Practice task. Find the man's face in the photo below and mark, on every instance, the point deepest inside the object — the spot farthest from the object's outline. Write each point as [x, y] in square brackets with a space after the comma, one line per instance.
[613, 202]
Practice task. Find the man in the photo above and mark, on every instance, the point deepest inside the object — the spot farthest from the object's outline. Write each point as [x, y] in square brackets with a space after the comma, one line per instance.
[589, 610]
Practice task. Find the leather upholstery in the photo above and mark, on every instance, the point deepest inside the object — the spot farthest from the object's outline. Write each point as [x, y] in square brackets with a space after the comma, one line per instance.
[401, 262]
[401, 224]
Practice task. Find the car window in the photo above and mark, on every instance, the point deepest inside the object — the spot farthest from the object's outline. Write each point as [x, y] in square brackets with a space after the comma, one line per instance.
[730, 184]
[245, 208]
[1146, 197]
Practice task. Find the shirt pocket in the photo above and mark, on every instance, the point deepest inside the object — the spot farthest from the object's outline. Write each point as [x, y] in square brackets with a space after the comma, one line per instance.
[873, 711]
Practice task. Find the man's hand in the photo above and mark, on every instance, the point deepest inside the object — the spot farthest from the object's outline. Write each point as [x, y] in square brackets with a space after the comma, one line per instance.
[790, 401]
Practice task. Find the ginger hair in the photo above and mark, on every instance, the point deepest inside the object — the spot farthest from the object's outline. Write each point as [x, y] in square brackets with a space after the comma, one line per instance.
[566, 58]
***
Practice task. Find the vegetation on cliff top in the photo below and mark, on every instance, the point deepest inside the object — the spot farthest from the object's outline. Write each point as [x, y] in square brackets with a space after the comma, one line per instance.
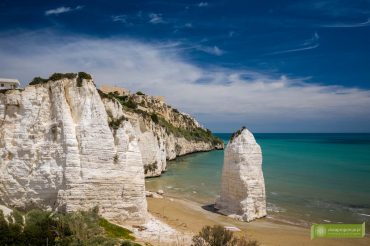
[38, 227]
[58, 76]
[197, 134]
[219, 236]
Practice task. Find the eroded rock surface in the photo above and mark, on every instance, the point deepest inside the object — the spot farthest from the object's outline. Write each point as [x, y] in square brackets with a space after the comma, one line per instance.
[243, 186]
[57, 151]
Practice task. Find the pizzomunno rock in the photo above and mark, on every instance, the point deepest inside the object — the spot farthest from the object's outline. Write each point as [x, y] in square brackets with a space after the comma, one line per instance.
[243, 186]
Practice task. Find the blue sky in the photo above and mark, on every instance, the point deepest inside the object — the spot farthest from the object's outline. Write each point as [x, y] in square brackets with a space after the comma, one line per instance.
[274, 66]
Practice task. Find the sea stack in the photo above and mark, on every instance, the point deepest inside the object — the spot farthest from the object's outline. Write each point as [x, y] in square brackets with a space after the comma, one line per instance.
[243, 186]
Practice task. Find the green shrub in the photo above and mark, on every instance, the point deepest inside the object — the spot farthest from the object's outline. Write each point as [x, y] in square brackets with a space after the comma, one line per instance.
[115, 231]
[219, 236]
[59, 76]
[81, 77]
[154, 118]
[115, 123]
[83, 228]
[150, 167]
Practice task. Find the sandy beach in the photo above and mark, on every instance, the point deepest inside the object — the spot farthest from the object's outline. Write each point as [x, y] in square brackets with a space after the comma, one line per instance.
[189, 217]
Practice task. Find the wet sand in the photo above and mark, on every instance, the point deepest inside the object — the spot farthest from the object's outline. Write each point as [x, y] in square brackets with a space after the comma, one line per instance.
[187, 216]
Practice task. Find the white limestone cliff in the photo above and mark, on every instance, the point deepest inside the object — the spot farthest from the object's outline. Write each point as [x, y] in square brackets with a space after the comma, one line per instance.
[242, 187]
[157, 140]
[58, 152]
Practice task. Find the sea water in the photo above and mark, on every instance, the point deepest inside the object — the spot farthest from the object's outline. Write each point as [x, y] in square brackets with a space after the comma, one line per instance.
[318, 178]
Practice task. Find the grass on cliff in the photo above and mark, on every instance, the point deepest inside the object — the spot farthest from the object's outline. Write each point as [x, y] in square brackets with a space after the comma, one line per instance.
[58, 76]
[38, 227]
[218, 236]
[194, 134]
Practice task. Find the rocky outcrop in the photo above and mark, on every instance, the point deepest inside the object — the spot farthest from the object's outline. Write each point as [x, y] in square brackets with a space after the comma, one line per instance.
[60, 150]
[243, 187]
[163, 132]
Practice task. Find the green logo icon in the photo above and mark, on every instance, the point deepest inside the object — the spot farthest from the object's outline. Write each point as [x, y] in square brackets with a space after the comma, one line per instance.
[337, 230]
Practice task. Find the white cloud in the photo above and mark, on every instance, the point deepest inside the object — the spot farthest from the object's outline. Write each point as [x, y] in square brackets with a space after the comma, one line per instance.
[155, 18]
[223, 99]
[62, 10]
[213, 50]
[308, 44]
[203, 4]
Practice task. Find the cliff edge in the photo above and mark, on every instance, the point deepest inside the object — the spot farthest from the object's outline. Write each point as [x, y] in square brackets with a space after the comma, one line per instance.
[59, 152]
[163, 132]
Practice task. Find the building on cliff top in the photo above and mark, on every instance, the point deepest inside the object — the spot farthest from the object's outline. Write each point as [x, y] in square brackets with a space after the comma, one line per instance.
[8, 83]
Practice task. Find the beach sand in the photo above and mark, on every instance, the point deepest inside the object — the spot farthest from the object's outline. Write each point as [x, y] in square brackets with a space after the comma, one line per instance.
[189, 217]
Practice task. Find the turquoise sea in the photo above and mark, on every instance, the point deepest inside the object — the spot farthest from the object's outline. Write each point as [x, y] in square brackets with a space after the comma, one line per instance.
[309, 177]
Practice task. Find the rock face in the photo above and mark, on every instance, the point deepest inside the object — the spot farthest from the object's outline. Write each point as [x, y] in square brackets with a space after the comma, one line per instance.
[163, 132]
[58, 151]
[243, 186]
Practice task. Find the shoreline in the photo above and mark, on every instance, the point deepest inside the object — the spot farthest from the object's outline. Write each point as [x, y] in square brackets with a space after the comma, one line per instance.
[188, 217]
***
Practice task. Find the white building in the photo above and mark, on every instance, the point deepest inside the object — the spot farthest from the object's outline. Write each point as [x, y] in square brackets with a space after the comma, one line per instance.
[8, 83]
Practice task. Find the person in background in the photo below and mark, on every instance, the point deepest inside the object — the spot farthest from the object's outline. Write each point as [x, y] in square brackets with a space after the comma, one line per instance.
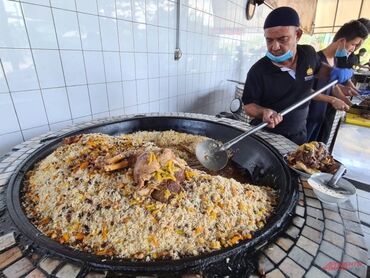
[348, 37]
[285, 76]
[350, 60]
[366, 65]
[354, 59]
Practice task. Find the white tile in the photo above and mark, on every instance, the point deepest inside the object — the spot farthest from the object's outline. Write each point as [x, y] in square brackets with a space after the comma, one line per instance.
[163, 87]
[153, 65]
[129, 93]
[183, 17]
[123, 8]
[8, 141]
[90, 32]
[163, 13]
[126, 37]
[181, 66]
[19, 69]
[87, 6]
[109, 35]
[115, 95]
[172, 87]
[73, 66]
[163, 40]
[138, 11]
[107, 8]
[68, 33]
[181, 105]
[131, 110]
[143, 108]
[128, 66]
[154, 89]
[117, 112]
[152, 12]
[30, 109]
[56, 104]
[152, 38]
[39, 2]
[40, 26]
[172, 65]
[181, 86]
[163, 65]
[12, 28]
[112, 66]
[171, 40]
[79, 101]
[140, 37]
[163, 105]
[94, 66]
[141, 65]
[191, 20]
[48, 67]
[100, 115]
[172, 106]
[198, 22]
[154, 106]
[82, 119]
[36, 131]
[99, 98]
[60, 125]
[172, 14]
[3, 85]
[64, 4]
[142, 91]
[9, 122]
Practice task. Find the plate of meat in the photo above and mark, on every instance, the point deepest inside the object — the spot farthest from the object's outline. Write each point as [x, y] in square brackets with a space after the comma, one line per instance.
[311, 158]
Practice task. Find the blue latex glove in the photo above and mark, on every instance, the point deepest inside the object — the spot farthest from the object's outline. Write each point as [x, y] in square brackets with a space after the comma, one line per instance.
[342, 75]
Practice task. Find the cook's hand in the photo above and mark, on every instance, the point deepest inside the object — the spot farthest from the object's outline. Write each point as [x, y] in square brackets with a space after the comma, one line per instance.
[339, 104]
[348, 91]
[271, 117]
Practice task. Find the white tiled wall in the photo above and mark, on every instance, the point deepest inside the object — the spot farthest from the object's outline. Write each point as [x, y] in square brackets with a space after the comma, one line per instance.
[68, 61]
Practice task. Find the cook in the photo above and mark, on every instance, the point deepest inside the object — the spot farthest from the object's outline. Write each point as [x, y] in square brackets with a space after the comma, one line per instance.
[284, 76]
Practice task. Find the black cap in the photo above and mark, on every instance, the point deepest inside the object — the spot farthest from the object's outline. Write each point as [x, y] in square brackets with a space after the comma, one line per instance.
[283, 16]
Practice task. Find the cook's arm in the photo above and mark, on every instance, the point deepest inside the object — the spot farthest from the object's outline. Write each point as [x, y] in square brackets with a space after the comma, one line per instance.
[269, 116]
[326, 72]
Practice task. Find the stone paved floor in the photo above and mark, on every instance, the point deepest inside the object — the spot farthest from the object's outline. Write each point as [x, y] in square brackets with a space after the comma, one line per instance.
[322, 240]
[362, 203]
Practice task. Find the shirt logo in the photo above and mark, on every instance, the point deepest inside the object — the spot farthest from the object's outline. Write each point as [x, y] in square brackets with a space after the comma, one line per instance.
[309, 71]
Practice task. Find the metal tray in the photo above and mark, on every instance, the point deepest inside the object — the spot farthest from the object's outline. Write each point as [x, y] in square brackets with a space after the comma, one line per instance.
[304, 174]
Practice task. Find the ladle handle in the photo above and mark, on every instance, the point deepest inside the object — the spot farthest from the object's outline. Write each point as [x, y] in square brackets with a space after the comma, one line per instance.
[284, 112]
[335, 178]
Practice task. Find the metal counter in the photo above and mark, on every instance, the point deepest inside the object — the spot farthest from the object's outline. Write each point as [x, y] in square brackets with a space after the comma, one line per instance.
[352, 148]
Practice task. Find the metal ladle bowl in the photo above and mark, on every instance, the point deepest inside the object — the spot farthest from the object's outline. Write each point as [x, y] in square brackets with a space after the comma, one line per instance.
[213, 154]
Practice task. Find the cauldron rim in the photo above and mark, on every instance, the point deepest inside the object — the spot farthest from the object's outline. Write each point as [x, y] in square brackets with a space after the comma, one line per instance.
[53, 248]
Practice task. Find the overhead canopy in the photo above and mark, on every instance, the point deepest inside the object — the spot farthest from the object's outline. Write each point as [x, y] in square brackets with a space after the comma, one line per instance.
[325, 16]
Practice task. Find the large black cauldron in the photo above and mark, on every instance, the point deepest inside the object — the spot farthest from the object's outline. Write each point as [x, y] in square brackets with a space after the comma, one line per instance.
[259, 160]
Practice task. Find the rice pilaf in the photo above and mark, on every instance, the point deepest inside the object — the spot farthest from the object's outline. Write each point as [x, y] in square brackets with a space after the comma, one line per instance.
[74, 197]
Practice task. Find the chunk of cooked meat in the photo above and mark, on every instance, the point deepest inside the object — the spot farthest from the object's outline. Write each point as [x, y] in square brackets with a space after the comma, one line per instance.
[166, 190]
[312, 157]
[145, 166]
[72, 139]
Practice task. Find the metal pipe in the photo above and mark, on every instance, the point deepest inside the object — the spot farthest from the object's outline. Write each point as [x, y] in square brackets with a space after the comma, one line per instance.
***
Task
Please pull out every line of the data above that contains the word "meat", matching case exactly.

Task answer
Practice task. Find the plate of meat in the photo above and mark, on every instance, the point deepest inside the object — the spot farthest from the object's outline. Write each point as [x, y] in square brackets with a space after the comma, one line per instance.
Practice task. Find the chunk of cooked meat in the photo above and mark, on every instance, the point deepest inside the object — the spot farthest from the object's outline. Write each point as [x, y] in square brackets with a space after the comma, one line per instance.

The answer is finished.